%%
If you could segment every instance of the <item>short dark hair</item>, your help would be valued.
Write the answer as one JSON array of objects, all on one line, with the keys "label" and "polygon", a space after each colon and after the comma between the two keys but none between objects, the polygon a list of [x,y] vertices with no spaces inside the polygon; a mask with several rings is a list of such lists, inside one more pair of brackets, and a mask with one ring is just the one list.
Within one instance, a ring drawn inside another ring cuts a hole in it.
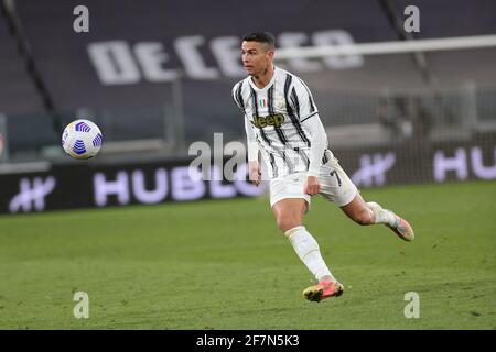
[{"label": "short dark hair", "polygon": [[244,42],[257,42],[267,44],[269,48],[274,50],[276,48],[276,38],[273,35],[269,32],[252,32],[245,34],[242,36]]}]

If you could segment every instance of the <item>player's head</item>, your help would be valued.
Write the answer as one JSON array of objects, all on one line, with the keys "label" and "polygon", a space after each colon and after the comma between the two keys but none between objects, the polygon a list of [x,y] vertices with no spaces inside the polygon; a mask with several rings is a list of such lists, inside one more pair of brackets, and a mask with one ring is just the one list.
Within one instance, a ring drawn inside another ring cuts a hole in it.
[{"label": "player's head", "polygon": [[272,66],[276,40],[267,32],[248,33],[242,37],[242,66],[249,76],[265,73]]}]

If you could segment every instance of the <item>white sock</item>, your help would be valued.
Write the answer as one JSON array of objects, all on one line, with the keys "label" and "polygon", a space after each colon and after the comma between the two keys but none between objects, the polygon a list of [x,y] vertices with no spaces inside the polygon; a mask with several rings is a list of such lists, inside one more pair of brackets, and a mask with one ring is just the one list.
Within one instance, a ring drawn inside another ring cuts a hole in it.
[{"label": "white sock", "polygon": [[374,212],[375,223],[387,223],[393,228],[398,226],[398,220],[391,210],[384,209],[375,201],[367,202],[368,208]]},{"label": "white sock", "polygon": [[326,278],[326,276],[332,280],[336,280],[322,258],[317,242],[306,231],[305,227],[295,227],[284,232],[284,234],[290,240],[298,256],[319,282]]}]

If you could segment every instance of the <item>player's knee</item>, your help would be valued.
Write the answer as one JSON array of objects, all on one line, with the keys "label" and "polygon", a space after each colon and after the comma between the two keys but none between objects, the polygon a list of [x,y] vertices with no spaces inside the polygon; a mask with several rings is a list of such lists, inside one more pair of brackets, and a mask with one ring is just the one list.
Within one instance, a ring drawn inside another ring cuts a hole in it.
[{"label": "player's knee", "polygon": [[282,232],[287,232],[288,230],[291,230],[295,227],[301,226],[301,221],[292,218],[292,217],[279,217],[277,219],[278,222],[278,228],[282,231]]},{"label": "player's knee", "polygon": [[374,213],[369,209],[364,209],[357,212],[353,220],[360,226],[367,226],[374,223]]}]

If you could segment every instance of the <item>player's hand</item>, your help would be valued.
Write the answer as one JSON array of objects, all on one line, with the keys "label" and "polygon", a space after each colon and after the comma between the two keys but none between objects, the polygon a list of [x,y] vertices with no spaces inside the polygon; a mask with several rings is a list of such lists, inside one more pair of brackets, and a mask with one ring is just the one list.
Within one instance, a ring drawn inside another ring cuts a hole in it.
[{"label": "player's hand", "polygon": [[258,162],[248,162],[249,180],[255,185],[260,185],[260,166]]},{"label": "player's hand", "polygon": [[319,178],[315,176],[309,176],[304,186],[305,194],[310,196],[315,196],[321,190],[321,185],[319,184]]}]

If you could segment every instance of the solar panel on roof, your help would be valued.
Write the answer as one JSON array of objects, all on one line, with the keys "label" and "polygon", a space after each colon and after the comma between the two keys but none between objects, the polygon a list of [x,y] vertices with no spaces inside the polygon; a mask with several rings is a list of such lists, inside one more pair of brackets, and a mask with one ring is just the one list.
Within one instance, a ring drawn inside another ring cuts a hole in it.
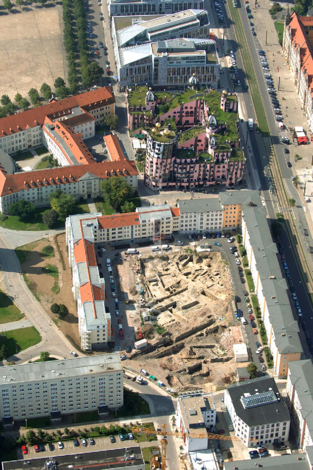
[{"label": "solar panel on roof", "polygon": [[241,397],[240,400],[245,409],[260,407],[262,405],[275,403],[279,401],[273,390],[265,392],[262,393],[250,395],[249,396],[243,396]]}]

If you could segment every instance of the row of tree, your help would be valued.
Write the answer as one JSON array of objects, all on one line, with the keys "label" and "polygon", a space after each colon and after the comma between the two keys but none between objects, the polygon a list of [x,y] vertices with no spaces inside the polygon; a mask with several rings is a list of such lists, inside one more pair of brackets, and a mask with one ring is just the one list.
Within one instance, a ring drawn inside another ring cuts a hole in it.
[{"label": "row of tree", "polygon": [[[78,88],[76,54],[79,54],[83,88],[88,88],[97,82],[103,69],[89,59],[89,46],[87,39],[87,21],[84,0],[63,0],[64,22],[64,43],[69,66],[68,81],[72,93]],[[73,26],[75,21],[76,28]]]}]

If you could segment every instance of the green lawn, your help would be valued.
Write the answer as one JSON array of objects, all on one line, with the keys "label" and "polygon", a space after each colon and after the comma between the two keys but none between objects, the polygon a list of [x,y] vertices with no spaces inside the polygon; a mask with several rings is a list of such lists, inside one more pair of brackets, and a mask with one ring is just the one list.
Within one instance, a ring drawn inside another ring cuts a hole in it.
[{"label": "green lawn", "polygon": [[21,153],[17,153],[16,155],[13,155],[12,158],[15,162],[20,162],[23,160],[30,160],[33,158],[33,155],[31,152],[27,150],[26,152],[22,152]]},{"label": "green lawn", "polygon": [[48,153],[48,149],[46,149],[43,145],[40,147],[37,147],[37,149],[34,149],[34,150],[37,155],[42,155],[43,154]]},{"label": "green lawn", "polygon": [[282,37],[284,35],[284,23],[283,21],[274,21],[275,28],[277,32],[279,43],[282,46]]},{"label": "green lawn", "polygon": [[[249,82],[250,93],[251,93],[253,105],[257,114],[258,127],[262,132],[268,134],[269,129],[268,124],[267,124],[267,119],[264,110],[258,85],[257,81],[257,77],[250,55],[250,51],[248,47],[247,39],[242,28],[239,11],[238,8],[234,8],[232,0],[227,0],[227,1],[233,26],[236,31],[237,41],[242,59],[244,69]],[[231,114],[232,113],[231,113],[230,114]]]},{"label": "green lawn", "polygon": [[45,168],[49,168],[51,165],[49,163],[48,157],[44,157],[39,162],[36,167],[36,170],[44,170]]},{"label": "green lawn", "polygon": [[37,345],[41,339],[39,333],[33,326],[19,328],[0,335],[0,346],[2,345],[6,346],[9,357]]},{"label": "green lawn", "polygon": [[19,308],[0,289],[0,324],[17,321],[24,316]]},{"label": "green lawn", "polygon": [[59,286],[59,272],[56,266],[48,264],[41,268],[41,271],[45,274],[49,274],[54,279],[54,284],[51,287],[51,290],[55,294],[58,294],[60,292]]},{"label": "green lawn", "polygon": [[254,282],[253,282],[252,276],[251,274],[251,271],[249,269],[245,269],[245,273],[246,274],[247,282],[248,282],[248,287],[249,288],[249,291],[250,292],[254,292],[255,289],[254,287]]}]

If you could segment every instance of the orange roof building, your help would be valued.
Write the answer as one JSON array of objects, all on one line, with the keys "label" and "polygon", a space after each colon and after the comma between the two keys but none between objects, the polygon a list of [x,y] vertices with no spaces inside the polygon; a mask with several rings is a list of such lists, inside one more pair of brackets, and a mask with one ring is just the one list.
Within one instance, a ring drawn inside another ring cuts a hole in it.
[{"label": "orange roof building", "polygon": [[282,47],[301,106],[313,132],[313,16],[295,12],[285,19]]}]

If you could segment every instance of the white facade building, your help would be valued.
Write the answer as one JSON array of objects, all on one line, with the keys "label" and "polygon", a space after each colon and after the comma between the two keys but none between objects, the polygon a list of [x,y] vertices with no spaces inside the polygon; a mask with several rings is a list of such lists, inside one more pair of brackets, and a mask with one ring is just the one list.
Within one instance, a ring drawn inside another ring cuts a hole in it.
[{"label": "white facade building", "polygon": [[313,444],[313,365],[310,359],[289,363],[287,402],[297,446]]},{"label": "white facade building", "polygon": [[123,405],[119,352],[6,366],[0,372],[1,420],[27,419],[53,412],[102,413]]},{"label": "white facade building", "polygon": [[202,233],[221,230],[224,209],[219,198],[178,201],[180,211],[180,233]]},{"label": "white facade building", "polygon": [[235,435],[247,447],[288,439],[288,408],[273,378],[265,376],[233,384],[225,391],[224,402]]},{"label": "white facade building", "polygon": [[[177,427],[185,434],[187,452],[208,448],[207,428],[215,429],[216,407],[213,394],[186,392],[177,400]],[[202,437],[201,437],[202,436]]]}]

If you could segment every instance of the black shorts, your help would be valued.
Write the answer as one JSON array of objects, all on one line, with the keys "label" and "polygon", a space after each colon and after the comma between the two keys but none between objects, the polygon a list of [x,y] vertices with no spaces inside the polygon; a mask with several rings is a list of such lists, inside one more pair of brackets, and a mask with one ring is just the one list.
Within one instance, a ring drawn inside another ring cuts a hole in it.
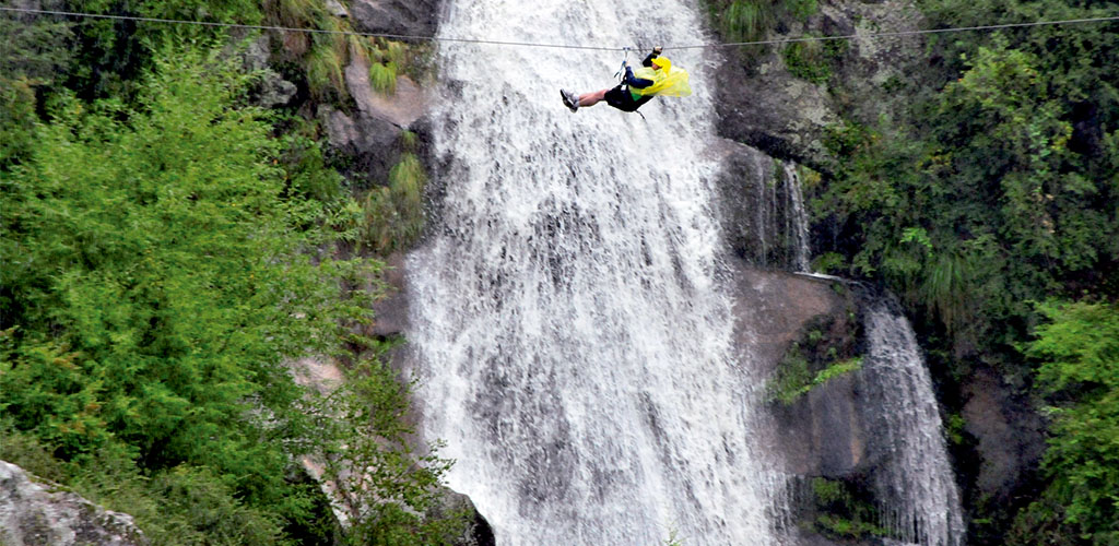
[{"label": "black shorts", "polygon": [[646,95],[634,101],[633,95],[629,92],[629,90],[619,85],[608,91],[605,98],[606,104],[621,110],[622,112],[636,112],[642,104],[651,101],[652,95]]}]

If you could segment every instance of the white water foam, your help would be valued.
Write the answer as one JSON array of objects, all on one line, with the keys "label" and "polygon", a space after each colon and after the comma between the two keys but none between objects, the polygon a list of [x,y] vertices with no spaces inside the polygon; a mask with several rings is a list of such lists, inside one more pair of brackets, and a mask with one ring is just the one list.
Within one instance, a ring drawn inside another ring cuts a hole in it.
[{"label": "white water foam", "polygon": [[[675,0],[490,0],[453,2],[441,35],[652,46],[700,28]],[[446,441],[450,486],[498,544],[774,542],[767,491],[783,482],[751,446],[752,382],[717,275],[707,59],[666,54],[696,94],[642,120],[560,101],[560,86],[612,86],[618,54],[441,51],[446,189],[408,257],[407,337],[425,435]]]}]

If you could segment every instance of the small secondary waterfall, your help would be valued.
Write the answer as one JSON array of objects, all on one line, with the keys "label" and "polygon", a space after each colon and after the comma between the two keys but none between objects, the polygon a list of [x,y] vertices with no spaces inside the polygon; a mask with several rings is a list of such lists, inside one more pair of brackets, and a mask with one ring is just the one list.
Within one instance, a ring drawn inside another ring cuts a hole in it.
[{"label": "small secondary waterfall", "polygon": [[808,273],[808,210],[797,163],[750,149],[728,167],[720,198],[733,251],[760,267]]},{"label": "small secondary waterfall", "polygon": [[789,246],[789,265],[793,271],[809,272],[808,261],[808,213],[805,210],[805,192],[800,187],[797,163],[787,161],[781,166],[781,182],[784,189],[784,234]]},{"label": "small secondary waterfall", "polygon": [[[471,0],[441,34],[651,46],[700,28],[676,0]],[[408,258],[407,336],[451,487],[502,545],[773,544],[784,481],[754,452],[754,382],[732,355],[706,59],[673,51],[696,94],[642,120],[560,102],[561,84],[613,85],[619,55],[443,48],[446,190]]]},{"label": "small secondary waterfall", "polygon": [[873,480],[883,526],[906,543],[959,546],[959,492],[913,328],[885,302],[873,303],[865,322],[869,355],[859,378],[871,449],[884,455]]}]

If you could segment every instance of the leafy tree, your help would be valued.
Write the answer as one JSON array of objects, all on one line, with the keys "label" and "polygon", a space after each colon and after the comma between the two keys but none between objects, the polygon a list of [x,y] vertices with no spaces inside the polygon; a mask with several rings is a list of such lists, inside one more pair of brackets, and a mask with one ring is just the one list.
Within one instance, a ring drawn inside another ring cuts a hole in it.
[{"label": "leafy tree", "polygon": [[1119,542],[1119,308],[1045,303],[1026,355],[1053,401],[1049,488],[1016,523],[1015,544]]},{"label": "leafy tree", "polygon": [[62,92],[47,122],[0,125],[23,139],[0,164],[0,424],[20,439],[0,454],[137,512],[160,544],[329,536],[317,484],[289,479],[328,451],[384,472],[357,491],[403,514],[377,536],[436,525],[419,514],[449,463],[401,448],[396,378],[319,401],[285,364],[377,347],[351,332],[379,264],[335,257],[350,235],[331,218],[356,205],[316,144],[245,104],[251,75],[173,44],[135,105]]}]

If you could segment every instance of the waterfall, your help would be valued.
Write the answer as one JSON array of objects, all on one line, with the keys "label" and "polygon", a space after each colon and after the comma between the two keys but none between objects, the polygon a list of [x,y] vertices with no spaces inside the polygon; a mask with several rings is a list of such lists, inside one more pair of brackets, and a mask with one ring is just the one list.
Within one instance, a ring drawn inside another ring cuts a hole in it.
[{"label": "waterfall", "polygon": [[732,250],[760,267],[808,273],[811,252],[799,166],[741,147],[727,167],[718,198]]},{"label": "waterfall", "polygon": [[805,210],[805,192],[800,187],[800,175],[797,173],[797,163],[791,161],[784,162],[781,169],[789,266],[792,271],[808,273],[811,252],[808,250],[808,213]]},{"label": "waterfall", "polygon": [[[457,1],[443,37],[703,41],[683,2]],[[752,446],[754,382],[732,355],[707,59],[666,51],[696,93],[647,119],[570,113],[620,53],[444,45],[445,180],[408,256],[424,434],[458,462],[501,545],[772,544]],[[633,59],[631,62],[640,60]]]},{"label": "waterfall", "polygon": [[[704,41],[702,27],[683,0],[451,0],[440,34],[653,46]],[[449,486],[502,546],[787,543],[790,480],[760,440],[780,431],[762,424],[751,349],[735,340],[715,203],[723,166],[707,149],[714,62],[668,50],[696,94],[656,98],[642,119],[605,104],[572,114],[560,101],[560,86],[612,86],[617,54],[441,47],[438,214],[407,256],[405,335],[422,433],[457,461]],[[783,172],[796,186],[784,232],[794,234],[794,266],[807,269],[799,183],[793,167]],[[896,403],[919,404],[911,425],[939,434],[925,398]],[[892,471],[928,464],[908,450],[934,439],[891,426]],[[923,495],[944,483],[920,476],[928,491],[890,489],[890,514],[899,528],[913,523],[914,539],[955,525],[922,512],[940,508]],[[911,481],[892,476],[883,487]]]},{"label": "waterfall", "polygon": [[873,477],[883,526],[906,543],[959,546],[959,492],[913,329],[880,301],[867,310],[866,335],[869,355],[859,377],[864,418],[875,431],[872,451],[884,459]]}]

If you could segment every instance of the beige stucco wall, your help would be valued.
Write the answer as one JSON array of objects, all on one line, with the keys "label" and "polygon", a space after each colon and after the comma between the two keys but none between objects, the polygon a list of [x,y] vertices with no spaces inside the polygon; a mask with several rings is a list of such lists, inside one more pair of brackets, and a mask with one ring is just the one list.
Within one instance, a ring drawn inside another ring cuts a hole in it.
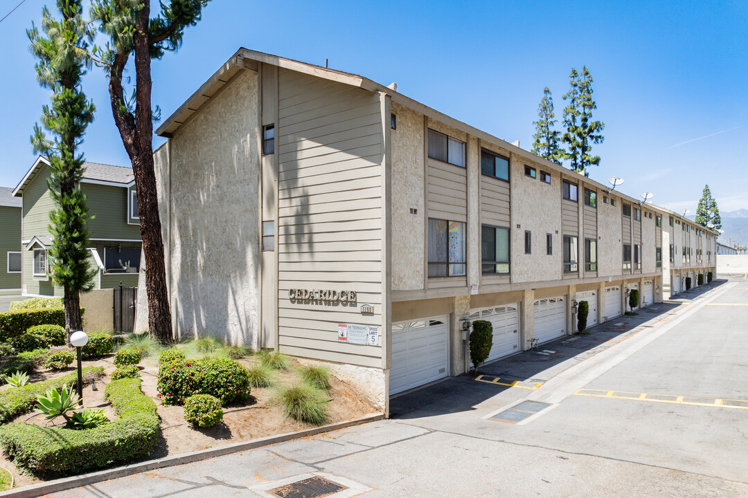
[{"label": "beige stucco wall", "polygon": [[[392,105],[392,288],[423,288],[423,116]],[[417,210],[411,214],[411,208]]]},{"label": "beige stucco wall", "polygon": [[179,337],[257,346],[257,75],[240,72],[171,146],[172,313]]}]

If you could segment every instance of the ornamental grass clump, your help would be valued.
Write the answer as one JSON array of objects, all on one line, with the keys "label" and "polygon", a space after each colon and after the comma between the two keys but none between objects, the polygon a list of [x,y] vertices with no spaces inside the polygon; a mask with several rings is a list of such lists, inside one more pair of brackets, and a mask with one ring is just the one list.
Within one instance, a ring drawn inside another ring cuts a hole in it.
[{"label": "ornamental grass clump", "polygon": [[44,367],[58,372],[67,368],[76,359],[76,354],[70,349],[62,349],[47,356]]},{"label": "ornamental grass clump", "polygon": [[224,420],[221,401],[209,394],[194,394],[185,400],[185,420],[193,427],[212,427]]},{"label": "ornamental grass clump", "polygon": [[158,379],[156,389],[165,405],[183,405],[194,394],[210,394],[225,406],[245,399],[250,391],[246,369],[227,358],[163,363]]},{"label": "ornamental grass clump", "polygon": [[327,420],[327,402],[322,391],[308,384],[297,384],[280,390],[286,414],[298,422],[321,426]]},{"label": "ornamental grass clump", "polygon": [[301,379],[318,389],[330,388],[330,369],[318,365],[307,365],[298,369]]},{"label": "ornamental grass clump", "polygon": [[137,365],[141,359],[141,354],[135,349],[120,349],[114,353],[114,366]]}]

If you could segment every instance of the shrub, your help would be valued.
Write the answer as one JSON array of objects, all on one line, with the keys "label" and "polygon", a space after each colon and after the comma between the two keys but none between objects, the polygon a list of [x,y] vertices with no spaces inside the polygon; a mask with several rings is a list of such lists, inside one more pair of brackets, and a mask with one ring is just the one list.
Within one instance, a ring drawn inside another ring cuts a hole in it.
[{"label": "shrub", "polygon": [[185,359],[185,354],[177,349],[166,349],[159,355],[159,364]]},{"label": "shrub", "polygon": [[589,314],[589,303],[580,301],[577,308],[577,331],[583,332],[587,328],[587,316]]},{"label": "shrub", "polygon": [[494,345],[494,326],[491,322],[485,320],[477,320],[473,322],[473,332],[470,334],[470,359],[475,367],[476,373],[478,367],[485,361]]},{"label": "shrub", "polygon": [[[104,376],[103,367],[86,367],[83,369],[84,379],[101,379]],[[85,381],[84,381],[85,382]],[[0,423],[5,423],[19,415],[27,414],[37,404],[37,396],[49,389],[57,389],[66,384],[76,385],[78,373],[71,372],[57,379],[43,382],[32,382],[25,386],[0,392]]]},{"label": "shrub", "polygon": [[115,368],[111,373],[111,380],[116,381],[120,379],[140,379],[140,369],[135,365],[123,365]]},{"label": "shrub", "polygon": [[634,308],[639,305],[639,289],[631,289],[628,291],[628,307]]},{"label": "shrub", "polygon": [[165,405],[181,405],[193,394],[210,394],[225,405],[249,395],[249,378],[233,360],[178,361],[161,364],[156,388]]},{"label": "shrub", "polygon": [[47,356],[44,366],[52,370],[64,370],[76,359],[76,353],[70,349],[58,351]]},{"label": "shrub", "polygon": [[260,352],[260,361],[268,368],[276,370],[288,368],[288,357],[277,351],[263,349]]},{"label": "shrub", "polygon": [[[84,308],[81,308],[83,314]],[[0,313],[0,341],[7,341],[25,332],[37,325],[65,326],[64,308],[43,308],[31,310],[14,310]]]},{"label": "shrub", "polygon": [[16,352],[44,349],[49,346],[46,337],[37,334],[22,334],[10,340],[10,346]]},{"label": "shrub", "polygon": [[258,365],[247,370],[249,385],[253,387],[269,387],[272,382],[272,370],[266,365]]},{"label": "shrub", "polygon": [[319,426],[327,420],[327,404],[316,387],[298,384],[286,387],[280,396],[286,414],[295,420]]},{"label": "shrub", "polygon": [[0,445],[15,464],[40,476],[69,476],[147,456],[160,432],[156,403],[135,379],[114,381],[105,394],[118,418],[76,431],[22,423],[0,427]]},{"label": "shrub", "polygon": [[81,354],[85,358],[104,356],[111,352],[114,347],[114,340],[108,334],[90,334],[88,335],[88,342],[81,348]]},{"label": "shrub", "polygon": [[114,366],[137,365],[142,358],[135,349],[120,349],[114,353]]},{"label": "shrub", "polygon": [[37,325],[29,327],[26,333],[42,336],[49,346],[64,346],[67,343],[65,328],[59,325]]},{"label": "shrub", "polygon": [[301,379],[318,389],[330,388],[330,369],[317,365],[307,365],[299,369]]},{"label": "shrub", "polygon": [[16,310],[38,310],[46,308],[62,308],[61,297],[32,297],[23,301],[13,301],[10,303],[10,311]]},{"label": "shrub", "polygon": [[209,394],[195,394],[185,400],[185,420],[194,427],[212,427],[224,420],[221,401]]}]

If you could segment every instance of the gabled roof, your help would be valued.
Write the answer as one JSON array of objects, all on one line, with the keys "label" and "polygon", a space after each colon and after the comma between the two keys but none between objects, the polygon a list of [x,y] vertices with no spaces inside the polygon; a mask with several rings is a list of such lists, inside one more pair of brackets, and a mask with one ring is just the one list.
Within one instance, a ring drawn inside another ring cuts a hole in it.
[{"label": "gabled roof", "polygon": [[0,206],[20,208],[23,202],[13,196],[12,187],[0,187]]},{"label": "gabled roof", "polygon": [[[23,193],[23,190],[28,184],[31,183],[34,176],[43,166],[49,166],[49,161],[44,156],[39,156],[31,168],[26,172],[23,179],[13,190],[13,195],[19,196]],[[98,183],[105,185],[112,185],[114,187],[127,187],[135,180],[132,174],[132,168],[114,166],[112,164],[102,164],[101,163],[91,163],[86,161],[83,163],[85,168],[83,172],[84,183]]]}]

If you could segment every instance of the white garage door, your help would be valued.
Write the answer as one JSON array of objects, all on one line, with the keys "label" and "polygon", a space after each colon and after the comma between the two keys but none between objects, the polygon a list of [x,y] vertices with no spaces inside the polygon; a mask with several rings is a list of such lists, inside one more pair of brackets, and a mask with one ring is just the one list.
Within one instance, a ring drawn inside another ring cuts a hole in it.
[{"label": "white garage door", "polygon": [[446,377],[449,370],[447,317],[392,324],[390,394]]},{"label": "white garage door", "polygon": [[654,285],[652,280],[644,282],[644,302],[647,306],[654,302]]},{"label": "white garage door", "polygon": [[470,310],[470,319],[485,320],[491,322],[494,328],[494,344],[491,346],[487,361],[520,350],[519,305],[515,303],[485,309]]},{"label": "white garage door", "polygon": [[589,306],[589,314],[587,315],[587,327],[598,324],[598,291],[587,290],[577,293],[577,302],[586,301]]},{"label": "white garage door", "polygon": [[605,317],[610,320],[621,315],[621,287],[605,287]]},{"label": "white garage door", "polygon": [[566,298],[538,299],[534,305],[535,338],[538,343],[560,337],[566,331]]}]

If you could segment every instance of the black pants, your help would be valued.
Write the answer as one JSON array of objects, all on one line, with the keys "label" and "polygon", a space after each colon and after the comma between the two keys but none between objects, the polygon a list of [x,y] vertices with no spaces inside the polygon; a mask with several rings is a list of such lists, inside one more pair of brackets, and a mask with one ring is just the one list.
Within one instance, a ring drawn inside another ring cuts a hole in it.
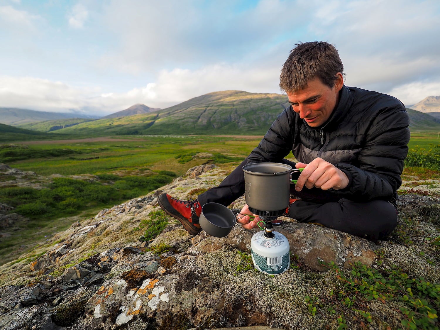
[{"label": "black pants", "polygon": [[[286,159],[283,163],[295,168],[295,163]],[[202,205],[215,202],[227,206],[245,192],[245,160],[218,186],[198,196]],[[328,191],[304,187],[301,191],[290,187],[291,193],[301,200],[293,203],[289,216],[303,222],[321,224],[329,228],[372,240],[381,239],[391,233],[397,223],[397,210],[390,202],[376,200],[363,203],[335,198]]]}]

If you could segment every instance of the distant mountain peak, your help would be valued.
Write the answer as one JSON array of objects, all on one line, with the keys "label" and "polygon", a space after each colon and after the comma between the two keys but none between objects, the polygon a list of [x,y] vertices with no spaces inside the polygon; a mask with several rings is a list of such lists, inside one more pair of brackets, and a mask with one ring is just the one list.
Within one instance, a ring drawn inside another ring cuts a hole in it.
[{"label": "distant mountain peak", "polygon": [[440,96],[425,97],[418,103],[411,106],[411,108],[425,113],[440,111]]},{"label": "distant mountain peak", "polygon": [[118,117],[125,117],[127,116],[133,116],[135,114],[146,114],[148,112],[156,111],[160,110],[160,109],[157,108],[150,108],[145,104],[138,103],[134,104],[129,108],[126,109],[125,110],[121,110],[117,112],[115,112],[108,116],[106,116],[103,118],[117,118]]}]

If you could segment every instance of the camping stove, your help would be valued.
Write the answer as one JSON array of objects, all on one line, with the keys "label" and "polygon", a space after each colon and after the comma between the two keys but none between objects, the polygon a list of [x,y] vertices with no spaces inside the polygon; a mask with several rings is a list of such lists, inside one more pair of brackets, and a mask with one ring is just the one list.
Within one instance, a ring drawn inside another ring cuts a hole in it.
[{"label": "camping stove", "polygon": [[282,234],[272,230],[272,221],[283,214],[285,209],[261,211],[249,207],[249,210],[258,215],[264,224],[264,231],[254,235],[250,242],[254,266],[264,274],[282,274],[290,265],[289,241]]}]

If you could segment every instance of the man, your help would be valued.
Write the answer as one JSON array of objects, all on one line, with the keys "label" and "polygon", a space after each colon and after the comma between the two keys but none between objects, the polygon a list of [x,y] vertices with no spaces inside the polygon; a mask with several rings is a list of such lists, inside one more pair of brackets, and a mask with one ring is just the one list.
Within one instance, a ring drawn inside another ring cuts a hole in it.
%%
• Goal of the exercise:
Locate every line of the material that contains the word "clump", and copy each such line in full.

• Result of the exercise:
If you could segment every instance of the ornamental grass clump, your help would be valued.
[{"label": "ornamental grass clump", "polygon": [[44,367],[58,372],[67,368],[76,359],[76,354],[70,349],[62,349],[47,356]]},{"label": "ornamental grass clump", "polygon": [[224,420],[221,401],[209,394],[194,394],[185,400],[185,420],[193,427],[212,427]]},{"label": "ornamental grass clump", "polygon": [[158,379],[156,389],[165,405],[183,405],[194,394],[210,394],[225,406],[245,399],[250,391],[246,369],[227,358],[163,363]]},{"label": "ornamental grass clump", "polygon": [[327,420],[327,402],[322,391],[308,384],[297,384],[280,390],[286,414],[298,422],[321,426]]},{"label": "ornamental grass clump", "polygon": [[301,379],[318,389],[330,388],[330,369],[318,365],[307,365],[298,369]]},{"label": "ornamental grass clump", "polygon": [[137,365],[141,359],[141,354],[135,349],[120,349],[114,353],[114,366]]}]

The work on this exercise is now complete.